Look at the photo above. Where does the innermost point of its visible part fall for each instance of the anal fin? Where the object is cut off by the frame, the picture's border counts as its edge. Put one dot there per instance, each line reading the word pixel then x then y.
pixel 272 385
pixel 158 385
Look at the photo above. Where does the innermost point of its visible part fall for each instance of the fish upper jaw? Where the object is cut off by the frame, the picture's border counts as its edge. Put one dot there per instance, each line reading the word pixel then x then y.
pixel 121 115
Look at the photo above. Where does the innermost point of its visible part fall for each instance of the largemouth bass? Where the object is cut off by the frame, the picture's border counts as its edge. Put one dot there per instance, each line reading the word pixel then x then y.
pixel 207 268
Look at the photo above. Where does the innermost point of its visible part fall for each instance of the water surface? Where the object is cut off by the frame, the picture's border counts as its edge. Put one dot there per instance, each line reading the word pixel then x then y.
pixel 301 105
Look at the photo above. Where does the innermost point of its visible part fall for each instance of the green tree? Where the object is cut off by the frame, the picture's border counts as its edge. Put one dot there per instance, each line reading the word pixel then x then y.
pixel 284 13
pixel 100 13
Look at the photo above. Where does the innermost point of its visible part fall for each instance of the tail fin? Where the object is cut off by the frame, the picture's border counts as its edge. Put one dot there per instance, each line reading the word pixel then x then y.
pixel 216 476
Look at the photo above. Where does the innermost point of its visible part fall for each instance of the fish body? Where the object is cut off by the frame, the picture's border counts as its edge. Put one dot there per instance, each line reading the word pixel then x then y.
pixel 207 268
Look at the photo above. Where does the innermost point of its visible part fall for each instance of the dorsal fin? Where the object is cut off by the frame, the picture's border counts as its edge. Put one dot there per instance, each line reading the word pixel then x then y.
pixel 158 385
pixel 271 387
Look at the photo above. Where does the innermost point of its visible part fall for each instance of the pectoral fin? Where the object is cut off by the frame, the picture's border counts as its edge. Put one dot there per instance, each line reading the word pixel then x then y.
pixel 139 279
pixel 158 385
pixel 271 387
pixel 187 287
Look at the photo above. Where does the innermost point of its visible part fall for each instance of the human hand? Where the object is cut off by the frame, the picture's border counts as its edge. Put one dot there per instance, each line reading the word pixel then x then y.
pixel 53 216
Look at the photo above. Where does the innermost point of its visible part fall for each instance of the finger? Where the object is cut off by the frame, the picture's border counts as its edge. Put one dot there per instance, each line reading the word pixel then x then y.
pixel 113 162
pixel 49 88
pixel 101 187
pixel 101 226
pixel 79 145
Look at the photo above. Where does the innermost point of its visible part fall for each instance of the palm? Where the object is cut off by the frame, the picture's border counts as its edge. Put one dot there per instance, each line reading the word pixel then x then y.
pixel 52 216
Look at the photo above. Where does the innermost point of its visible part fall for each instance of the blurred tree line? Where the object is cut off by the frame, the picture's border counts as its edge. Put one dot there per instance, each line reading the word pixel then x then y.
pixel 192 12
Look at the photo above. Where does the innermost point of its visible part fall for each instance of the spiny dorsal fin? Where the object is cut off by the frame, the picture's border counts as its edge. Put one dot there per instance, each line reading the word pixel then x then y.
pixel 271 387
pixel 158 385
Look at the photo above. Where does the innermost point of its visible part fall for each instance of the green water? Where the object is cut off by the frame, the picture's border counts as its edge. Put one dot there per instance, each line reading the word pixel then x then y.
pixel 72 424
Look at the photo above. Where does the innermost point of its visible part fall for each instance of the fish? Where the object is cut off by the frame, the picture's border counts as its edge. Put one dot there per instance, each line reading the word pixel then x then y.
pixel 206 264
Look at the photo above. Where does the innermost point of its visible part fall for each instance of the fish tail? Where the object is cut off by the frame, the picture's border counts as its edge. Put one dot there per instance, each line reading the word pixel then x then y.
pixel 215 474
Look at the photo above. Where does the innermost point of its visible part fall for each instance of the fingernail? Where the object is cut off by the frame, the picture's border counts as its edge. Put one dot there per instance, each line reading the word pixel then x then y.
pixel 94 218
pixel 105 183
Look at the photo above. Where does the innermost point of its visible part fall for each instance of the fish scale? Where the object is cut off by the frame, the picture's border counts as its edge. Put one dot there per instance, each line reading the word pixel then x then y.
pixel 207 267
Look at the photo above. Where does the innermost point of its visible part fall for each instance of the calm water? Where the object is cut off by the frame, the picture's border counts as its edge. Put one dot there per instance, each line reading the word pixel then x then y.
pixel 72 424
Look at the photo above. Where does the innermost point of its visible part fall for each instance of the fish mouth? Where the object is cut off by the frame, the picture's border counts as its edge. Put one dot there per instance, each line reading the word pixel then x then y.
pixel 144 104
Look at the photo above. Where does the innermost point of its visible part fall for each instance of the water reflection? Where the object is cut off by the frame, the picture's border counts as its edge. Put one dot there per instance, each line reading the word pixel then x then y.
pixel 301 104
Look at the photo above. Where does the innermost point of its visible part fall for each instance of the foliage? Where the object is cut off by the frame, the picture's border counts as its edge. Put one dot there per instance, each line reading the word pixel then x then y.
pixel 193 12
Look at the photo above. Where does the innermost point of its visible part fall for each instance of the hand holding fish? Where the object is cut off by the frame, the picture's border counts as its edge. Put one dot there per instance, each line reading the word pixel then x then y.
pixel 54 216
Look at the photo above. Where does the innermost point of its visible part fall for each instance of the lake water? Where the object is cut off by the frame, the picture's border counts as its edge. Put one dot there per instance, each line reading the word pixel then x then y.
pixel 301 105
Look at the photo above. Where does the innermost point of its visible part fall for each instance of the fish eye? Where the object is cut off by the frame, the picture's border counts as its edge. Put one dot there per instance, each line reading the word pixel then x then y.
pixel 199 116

* * * * *

§ **WORK TO BE COMPLETED**:
Reproduce the lines above word for word, starting with the line that contains "of the finger?" and going on through the line that contains "pixel 52 216", with both of those lines included.

§ **RESPONSE**:
Look at the photo above. Where does the innermost point of its visible part fall for each instance of the finger? Where the object is cut off by the frame, the picture's border counts as its edge. Put one dot there per instance, each line reading the word pixel then x then y.
pixel 113 162
pixel 49 88
pixel 101 187
pixel 101 226
pixel 79 145
Look at the photo above. Where does the innermost point of its visible part fall for each instance of the palm? Where the object is cut off by the frame, the picture's border counts as its edge. Put one dot there per instance, each line reading the word pixel then x then y.
pixel 52 216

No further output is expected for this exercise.